→ **TO DO**
Give every line of the records below as a Markdown table with two columns, Row and Line: number each row in Row and put the line's text in Line. Skip blank lines and leave the pictures out.

→ **DATA FOR THIS TASK**
● ● ● ● ●
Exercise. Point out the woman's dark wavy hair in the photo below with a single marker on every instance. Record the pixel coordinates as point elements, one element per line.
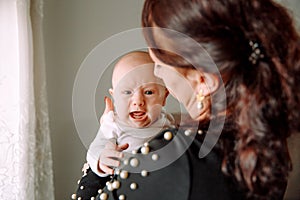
<point>262,99</point>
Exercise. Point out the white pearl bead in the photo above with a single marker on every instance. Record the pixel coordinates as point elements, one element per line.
<point>145,150</point>
<point>154,157</point>
<point>133,186</point>
<point>126,162</point>
<point>144,173</point>
<point>73,196</point>
<point>116,184</point>
<point>124,174</point>
<point>134,152</point>
<point>103,196</point>
<point>187,132</point>
<point>134,162</point>
<point>168,135</point>
<point>110,187</point>
<point>122,197</point>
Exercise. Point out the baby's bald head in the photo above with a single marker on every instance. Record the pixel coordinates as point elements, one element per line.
● ● ● ● ●
→ **WORKED SOLUTION**
| Row | Line |
|---|---|
| 1 | Exercise. Point out the woman's dark wavy hair in the photo below with a single marker on every instance. Record the pixel coordinates as point elements, one element per line. |
| 2 | <point>262,99</point> |
| 3 | Exercise. Point out the white pearl bead in the photo above with a single marker on every instance. Record the pixel coordinates as point elements, one element per line. |
| 4 | <point>145,150</point> |
| 5 | <point>154,157</point> |
| 6 | <point>133,186</point> |
| 7 | <point>126,162</point> |
| 8 | <point>144,173</point> |
| 9 | <point>73,196</point> |
| 10 | <point>116,184</point> |
| 11 | <point>124,174</point> |
| 12 | <point>134,152</point> |
| 13 | <point>103,196</point> |
| 14 | <point>187,132</point> |
| 15 | <point>134,162</point> |
| 16 | <point>168,135</point> |
| 17 | <point>110,187</point> |
| 18 | <point>122,197</point> |
| 19 | Exercise. Point out the baby's bald head in the photo above with a single marker on every instance. Record the pixel coordinates as point elements, one element per line. |